[WHAT YOU SHOULD DO] Rewrite the lines from the start of the records up to and including the line with "88], [99, 85]]", keeping the requests and leaving out the pictures. Multiply only the coordinates in the answers by 0.45, rounding to whole numbers with halves going up.

[INFORMATION SHOWN]
--

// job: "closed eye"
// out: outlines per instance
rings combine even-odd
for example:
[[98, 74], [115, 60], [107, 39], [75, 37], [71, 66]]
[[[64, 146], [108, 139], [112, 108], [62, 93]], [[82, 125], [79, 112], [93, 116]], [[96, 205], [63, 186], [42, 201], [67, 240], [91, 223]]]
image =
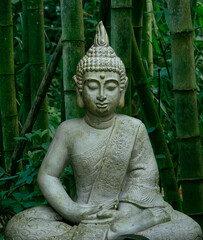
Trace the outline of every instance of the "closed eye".
[[116, 89], [118, 87], [118, 83], [117, 82], [107, 82], [105, 84], [105, 88], [109, 91], [113, 91], [114, 89]]
[[96, 81], [87, 81], [85, 84], [90, 90], [95, 90], [99, 88], [99, 85]]

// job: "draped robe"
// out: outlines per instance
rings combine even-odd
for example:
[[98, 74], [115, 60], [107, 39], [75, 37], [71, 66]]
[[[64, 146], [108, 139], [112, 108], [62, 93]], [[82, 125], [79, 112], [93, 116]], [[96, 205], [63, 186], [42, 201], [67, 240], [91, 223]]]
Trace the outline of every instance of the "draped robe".
[[[84, 124], [84, 120], [76, 121]], [[141, 121], [125, 115], [117, 115], [112, 131], [101, 142], [80, 153], [73, 146], [69, 154], [76, 181], [74, 200], [77, 203], [113, 207], [114, 204], [125, 202], [141, 209], [164, 208], [171, 216], [170, 222], [135, 234], [154, 240], [201, 239], [198, 224], [186, 215], [173, 210], [163, 200], [158, 186], [157, 164], [147, 131]], [[52, 221], [49, 219], [49, 222], [45, 220], [40, 222], [39, 215], [43, 215], [40, 214], [43, 211], [53, 216]], [[32, 214], [29, 217], [30, 212]], [[70, 226], [64, 223], [63, 218], [50, 207], [28, 209], [14, 218], [15, 221], [11, 220], [6, 229], [7, 240], [14, 240], [15, 234], [17, 237], [21, 236], [19, 239], [32, 239], [33, 234], [35, 236], [33, 239], [103, 240], [106, 239], [109, 228], [109, 224], [106, 223], [98, 226], [98, 224], [88, 225], [82, 222], [78, 226]], [[40, 224], [37, 225], [37, 221]], [[29, 226], [33, 222], [36, 222], [34, 226], [37, 227], [34, 233], [31, 233]], [[12, 228], [15, 232], [13, 235], [9, 233]], [[97, 228], [97, 231], [94, 231], [94, 228]], [[29, 237], [22, 237], [22, 229], [28, 231]], [[37, 232], [40, 232], [39, 237]], [[47, 238], [42, 237], [43, 232]]]

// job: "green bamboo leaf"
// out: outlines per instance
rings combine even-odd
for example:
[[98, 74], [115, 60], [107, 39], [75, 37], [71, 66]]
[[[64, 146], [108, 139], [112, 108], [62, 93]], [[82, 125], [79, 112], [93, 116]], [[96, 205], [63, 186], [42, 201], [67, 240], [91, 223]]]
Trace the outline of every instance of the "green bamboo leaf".
[[165, 159], [166, 156], [164, 154], [158, 154], [158, 155], [155, 155], [156, 159]]
[[2, 167], [0, 167], [0, 172], [7, 174], [7, 172]]
[[5, 178], [0, 178], [0, 181], [7, 181], [7, 180], [10, 180], [10, 179], [14, 179], [14, 178], [17, 178], [18, 176], [10, 176], [10, 177], [5, 177]]
[[156, 127], [151, 127], [151, 128], [148, 128], [147, 129], [147, 132], [148, 133], [152, 133], [152, 132], [154, 132], [156, 130]]
[[15, 137], [14, 139], [16, 139], [16, 140], [26, 140], [26, 141], [28, 141], [28, 139], [27, 139], [26, 137]]

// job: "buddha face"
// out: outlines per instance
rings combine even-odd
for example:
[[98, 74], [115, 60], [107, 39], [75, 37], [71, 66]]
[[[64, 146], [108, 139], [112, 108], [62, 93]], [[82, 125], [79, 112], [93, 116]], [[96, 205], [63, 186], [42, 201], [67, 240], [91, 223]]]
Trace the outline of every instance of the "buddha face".
[[120, 76], [116, 72], [86, 72], [82, 99], [86, 111], [95, 116], [114, 113], [121, 98]]

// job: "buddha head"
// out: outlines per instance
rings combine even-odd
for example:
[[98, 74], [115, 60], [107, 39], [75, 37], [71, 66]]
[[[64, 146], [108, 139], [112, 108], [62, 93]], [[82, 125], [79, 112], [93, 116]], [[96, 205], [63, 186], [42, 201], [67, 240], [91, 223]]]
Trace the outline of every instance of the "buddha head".
[[97, 26], [94, 45], [77, 65], [73, 82], [80, 108], [105, 115], [124, 106], [128, 83], [125, 66], [109, 46], [102, 22]]

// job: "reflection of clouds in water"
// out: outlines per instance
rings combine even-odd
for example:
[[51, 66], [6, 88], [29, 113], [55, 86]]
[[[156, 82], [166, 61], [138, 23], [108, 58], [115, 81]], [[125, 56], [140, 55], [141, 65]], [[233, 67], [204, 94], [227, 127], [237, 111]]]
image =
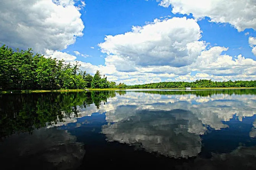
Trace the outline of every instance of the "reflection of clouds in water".
[[0, 154], [0, 157], [11, 168], [73, 169], [80, 165], [85, 153], [83, 145], [76, 141], [76, 137], [66, 130], [41, 128], [33, 131], [33, 135], [14, 135], [6, 139], [0, 143], [1, 148], [6, 149], [2, 150], [5, 155]]
[[[126, 119], [103, 127], [108, 141], [133, 144], [140, 143], [149, 152], [174, 158], [196, 156], [201, 152], [201, 139], [206, 128], [190, 111], [147, 110], [129, 111], [134, 107], [118, 107]], [[125, 113], [129, 112], [129, 115]]]
[[184, 163], [177, 169], [255, 169], [256, 146], [239, 147], [228, 154], [213, 154], [211, 159], [198, 157], [193, 162]]
[[254, 121], [252, 124], [253, 127], [251, 128], [251, 131], [250, 131], [250, 137], [251, 138], [256, 138], [256, 120]]
[[[161, 96], [129, 92], [119, 97], [119, 100], [110, 102], [111, 109], [108, 109], [107, 111], [106, 119], [110, 122], [117, 122], [121, 120], [122, 116], [116, 109], [118, 109], [118, 106], [122, 105], [138, 106], [137, 109], [170, 110], [171, 108], [182, 108], [191, 111], [203, 124], [219, 129], [228, 127], [221, 121], [229, 121], [234, 114], [238, 116], [240, 121], [244, 117], [255, 115], [256, 105], [252, 104], [255, 103], [255, 95], [220, 94], [199, 97], [191, 94]], [[107, 103], [103, 107], [108, 108], [108, 106]], [[115, 119], [116, 117], [117, 119]], [[123, 118], [125, 117], [124, 116]]]
[[[76, 122], [77, 118], [90, 116], [94, 112], [106, 112], [106, 120], [114, 123], [134, 115], [136, 109], [168, 111], [182, 108], [192, 111], [203, 124], [215, 129], [220, 129], [228, 127], [222, 121], [229, 121], [234, 114], [236, 115], [239, 120], [242, 121], [244, 117], [251, 117], [256, 114], [256, 105], [254, 104], [256, 96], [250, 95], [218, 94], [200, 97], [193, 94], [161, 95], [129, 91], [124, 95], [117, 95], [109, 98], [105, 104], [104, 102], [101, 103], [99, 109], [93, 104], [86, 108], [77, 106], [78, 117], [71, 114], [70, 117], [63, 119], [63, 122], [59, 122], [49, 127]], [[128, 105], [135, 107], [128, 108]], [[120, 111], [120, 107], [125, 107], [126, 111]]]

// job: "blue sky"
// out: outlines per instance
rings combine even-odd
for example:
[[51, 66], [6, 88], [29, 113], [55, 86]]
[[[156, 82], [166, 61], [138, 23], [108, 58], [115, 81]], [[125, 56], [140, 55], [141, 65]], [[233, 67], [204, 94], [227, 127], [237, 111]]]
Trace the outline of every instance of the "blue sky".
[[13, 0], [0, 42], [127, 84], [256, 79], [255, 0]]

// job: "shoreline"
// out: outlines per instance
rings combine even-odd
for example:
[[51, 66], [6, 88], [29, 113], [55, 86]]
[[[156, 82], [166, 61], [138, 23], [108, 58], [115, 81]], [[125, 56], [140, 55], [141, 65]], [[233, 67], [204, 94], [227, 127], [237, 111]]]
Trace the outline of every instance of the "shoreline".
[[[256, 87], [191, 87], [191, 90], [232, 90], [232, 89], [256, 89]], [[88, 90], [85, 89], [59, 89], [59, 90], [14, 90], [7, 91], [0, 91], [0, 94], [5, 93], [40, 93], [49, 92], [79, 92], [88, 91], [112, 91], [112, 90], [137, 90], [139, 89], [181, 89], [186, 90], [186, 88], [89, 88]], [[188, 91], [190, 90], [187, 90]]]

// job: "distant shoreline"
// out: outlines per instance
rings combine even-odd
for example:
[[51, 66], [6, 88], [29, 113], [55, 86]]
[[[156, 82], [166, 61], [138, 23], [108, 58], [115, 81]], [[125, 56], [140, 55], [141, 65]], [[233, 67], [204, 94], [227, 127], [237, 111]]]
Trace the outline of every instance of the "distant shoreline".
[[[221, 90], [221, 89], [256, 89], [256, 87], [191, 87], [191, 90]], [[8, 90], [8, 91], [0, 91], [0, 94], [5, 93], [40, 93], [40, 92], [79, 92], [84, 91], [109, 91], [109, 90], [123, 90], [126, 89], [186, 89], [185, 88], [89, 88], [88, 90], [84, 89], [60, 89], [60, 90]]]

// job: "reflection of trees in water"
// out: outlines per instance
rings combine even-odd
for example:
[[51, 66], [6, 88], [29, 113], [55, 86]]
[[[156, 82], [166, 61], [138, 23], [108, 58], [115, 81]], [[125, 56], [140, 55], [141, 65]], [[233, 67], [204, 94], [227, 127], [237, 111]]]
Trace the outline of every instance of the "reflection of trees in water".
[[219, 90], [198, 90], [191, 91], [170, 91], [168, 90], [147, 90], [139, 91], [136, 89], [136, 92], [144, 92], [151, 94], [158, 94], [161, 95], [195, 95], [196, 96], [212, 96], [213, 95], [227, 94], [232, 95], [256, 95], [256, 89], [219, 89]]
[[140, 110], [117, 123], [104, 126], [102, 133], [108, 141], [139, 143], [149, 152], [177, 158], [196, 156], [201, 152], [199, 135], [205, 130], [190, 111]]
[[0, 95], [0, 138], [57, 124], [71, 115], [78, 116], [77, 106], [85, 108], [116, 95], [114, 91]]
[[19, 169], [74, 169], [79, 167], [85, 154], [83, 144], [76, 141], [75, 136], [56, 128], [36, 129], [33, 135], [12, 135], [0, 143], [1, 166]]

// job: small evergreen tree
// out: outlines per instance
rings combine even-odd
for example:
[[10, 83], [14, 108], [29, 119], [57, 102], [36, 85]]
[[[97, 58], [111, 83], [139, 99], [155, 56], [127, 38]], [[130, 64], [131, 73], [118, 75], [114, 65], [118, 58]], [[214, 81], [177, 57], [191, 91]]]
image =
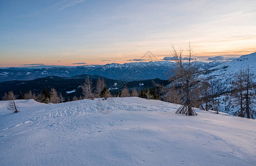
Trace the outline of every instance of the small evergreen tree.
[[149, 100], [149, 99], [151, 98], [151, 95], [150, 95], [150, 91], [149, 90], [148, 86], [147, 86], [147, 88], [145, 90], [145, 94], [146, 95], [146, 99]]
[[132, 97], [138, 97], [139, 94], [138, 92], [134, 89], [131, 92], [131, 96]]
[[139, 97], [140, 98], [146, 98], [146, 95], [145, 94], [145, 92], [143, 90], [141, 90], [139, 94]]
[[155, 100], [160, 100], [160, 96], [157, 93], [157, 90], [156, 90], [156, 87], [154, 86], [152, 90], [150, 91], [150, 95], [152, 96], [152, 98]]
[[45, 88], [43, 89], [42, 95], [43, 95], [43, 97], [42, 101], [45, 103], [48, 103], [49, 102], [50, 96], [49, 94], [48, 94], [47, 90], [46, 89], [46, 87], [45, 86]]
[[50, 102], [51, 103], [60, 103], [60, 97], [58, 97], [58, 93], [57, 92], [56, 89], [55, 89], [53, 87], [52, 87], [51, 89], [51, 91], [50, 91], [50, 95], [51, 96], [50, 98]]
[[3, 97], [3, 100], [14, 100], [16, 99], [16, 96], [12, 91], [9, 91], [8, 94], [4, 93]]
[[21, 91], [19, 91], [19, 99], [24, 99], [24, 96]]
[[16, 105], [15, 104], [15, 101], [14, 100], [10, 100], [6, 106], [7, 109], [9, 110], [14, 110], [14, 113], [17, 113], [18, 110], [17, 110]]
[[110, 95], [110, 92], [107, 90], [106, 86], [103, 87], [103, 89], [101, 90], [100, 94], [100, 96], [101, 97], [104, 97], [103, 100], [107, 100], [107, 97]]
[[126, 97], [130, 96], [131, 96], [131, 94], [130, 93], [130, 91], [128, 90], [128, 89], [126, 86], [125, 86], [124, 90], [122, 91], [121, 97]]
[[77, 101], [78, 100], [78, 98], [77, 98], [77, 97], [76, 97], [76, 96], [75, 96], [74, 97], [73, 97], [73, 98], [72, 98], [72, 101]]

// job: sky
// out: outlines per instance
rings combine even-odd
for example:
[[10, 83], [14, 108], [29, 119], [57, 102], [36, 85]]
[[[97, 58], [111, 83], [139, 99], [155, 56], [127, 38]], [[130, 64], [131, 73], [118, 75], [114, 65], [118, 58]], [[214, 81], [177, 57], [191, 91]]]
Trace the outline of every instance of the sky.
[[172, 56], [171, 44], [186, 50], [188, 42], [198, 59], [230, 60], [256, 51], [255, 7], [255, 0], [0, 0], [0, 67], [148, 61], [148, 51], [161, 60]]

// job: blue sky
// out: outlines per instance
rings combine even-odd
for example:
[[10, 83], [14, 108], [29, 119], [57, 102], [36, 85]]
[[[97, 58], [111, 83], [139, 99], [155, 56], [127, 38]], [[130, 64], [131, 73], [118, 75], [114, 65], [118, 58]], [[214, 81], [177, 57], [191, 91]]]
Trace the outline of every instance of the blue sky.
[[256, 51], [255, 1], [2, 1], [0, 67]]

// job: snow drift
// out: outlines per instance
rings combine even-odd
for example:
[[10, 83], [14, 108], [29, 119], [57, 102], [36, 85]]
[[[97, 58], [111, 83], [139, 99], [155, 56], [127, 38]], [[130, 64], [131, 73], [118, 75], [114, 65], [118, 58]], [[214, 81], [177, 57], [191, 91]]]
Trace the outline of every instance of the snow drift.
[[256, 121], [137, 97], [0, 101], [2, 165], [252, 165]]

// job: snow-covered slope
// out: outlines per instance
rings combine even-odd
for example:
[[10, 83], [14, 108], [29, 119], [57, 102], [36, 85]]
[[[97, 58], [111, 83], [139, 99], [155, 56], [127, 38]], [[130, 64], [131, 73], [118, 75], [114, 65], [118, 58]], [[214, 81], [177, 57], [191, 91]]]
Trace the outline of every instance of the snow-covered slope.
[[56, 105], [0, 101], [4, 165], [253, 165], [256, 121], [137, 97]]
[[[249, 66], [252, 72], [256, 74], [256, 53], [243, 55], [230, 63], [223, 63], [203, 72], [200, 77], [209, 79], [215, 92], [229, 91], [232, 89], [232, 82], [240, 69]], [[256, 81], [256, 77], [253, 78]]]

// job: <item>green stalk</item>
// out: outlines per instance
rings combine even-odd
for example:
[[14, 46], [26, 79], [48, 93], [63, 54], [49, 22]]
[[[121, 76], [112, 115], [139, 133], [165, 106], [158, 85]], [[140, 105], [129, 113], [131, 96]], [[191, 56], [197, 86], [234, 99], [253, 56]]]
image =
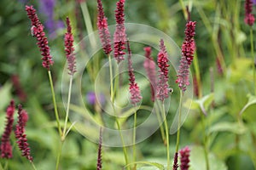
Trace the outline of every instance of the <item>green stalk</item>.
[[55, 170], [59, 170], [60, 160], [61, 160], [61, 153], [62, 153], [62, 148], [63, 148], [63, 143], [64, 143], [64, 140], [61, 141], [61, 147], [60, 147], [60, 151], [59, 151], [58, 156], [57, 156]]
[[169, 130], [168, 130], [168, 125], [167, 125], [167, 116], [166, 115], [165, 110], [165, 105], [164, 102], [162, 102], [162, 113], [163, 113], [163, 118], [164, 118], [164, 123], [165, 123], [165, 128], [166, 128], [166, 154], [167, 154], [167, 170], [171, 170], [171, 162], [170, 162], [170, 147], [169, 147]]
[[[136, 108], [136, 105], [135, 105]], [[136, 162], [136, 125], [137, 125], [137, 110], [134, 112], [134, 122], [133, 122], [133, 162]], [[136, 169], [136, 163], [134, 163], [133, 169]]]
[[204, 130], [203, 145], [204, 145], [205, 159], [206, 159], [206, 163], [207, 163], [207, 170], [209, 170], [210, 169], [209, 159], [208, 159], [209, 153], [208, 153], [208, 148], [207, 148], [208, 137], [207, 137], [207, 134], [205, 131], [207, 127], [206, 127], [206, 124], [205, 124], [204, 114], [201, 112], [201, 116], [202, 129]]
[[55, 100], [55, 94], [51, 73], [50, 73], [49, 70], [48, 71], [48, 76], [49, 76], [49, 84], [50, 84], [50, 90], [51, 90], [51, 94], [52, 94], [52, 100], [53, 100], [54, 108], [55, 108], [55, 119], [56, 119], [56, 122], [57, 122], [57, 128], [58, 128], [59, 134], [61, 137], [62, 133], [61, 133], [61, 125], [60, 125], [59, 114], [58, 114], [57, 105], [56, 105], [56, 100]]
[[183, 93], [180, 90], [179, 105], [178, 105], [178, 122], [177, 122], [177, 140], [176, 140], [176, 153], [178, 152], [179, 138], [180, 138], [180, 124], [181, 124], [181, 110], [183, 102]]
[[[118, 126], [118, 130], [119, 130], [119, 135], [121, 138], [121, 142], [123, 144], [123, 151], [124, 151], [124, 155], [125, 155], [125, 165], [128, 165], [129, 161], [128, 161], [127, 150], [126, 150], [126, 147], [125, 146], [124, 137], [121, 133], [120, 124], [118, 120], [118, 117], [116, 116], [116, 112], [115, 112], [114, 105], [113, 105], [114, 91], [113, 91], [113, 81], [112, 81], [113, 80], [113, 70], [112, 70], [112, 62], [111, 62], [110, 55], [108, 55], [108, 63], [109, 63], [109, 75], [110, 75], [110, 100], [111, 100], [111, 105], [112, 105], [113, 110], [113, 114], [115, 116], [115, 122]], [[130, 167], [128, 167], [128, 169], [130, 169]]]
[[64, 141], [66, 136], [67, 135], [67, 134], [66, 134], [66, 130], [67, 130], [67, 119], [68, 119], [68, 114], [69, 114], [70, 98], [71, 98], [71, 90], [72, 90], [72, 81], [73, 81], [73, 75], [70, 76], [70, 79], [69, 79], [67, 112], [66, 112], [66, 118], [65, 118], [64, 129], [63, 129], [63, 133], [62, 133], [61, 141]]
[[250, 29], [250, 39], [251, 39], [251, 55], [252, 55], [252, 58], [253, 58], [253, 92], [254, 92], [254, 95], [256, 95], [256, 88], [255, 88], [255, 80], [256, 80], [256, 77], [255, 77], [255, 66], [254, 66], [254, 49], [253, 49], [253, 27], [251, 26], [251, 29]]

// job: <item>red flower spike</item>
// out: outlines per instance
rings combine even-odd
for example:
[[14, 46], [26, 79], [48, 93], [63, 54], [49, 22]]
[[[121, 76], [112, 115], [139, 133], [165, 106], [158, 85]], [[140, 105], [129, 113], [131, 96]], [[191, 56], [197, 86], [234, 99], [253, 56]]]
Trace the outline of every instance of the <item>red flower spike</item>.
[[76, 61], [75, 61], [75, 55], [73, 54], [74, 48], [73, 48], [73, 36], [72, 33], [72, 27], [70, 25], [69, 18], [67, 17], [66, 19], [67, 23], [67, 33], [65, 33], [65, 51], [66, 51], [66, 57], [68, 64], [68, 71], [70, 75], [73, 75], [76, 71]]
[[116, 3], [115, 20], [116, 28], [113, 34], [113, 56], [118, 63], [125, 60], [125, 53], [124, 49], [126, 48], [126, 33], [125, 27], [125, 0], [119, 0]]
[[193, 61], [193, 55], [195, 48], [194, 41], [194, 36], [195, 35], [195, 24], [196, 22], [193, 21], [187, 22], [185, 29], [185, 40], [182, 46], [183, 55], [186, 57], [186, 60], [188, 60], [189, 65]]
[[156, 72], [155, 72], [155, 63], [151, 57], [151, 48], [146, 47], [144, 48], [145, 51], [145, 60], [143, 66], [146, 70], [147, 75], [148, 76], [150, 82], [150, 88], [151, 88], [151, 100], [154, 101], [154, 88], [156, 86]]
[[190, 150], [188, 146], [179, 150], [180, 154], [180, 169], [181, 170], [189, 170], [189, 153]]
[[49, 66], [54, 64], [54, 61], [52, 60], [52, 56], [49, 54], [49, 48], [48, 46], [47, 37], [45, 37], [45, 33], [44, 31], [44, 26], [40, 22], [36, 14], [37, 11], [33, 8], [33, 6], [26, 5], [26, 11], [32, 22], [32, 34], [37, 38], [37, 44], [40, 48], [41, 55], [43, 56], [41, 58], [43, 60], [42, 65], [44, 68], [49, 70]]
[[177, 152], [175, 153], [174, 158], [173, 158], [173, 165], [172, 165], [172, 170], [177, 170], [178, 165], [177, 165]]
[[18, 146], [21, 151], [21, 156], [26, 156], [27, 160], [32, 162], [33, 158], [30, 155], [30, 148], [25, 133], [26, 123], [28, 120], [28, 115], [25, 110], [22, 110], [21, 105], [18, 108], [18, 124], [15, 129], [15, 138], [17, 139]]
[[157, 63], [159, 70], [159, 78], [156, 87], [157, 95], [156, 98], [161, 101], [169, 96], [169, 85], [168, 85], [168, 67], [169, 62], [168, 54], [164, 44], [163, 39], [160, 39], [160, 52], [158, 53]]
[[108, 26], [108, 19], [105, 17], [103, 7], [101, 0], [97, 0], [98, 17], [97, 26], [99, 30], [100, 40], [104, 53], [108, 55], [112, 52], [110, 33]]
[[129, 91], [131, 94], [131, 100], [132, 105], [136, 105], [139, 103], [142, 99], [140, 88], [135, 82], [135, 75], [132, 68], [131, 62], [131, 51], [130, 48], [130, 42], [127, 41], [127, 49], [128, 49], [128, 71], [129, 71], [129, 81], [130, 81], [130, 88]]
[[12, 158], [13, 157], [13, 149], [10, 144], [10, 134], [13, 130], [13, 124], [14, 124], [14, 113], [15, 110], [15, 101], [11, 100], [9, 105], [6, 110], [6, 124], [4, 132], [3, 133], [1, 139], [1, 145], [0, 145], [0, 151], [1, 151], [1, 157], [2, 158]]

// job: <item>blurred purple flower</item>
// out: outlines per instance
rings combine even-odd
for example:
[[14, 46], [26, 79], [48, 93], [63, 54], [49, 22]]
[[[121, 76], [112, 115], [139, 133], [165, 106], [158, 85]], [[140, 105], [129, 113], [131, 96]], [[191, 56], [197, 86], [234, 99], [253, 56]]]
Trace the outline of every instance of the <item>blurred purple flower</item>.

--

[ANSWER TO THIS TASK]
// job: "closed eye"
// out: outlines per instance
rings combine even-odd
for example:
[[98, 74], [115, 60], [107, 39], [75, 37], [71, 66]]
[[[64, 146], [108, 139], [112, 108], [62, 93]], [[82, 125], [79, 112], [93, 116]], [[96, 205], [63, 186], [42, 201], [67, 240], [91, 223]]]
image =
Trace the outline of every instance of the "closed eye".
[[52, 40], [53, 39], [53, 37], [53, 37], [48, 37], [47, 38], [47, 40], [49, 41], [51, 41], [51, 40]]
[[43, 36], [39, 36], [38, 38], [41, 41], [43, 41], [45, 40], [45, 38]]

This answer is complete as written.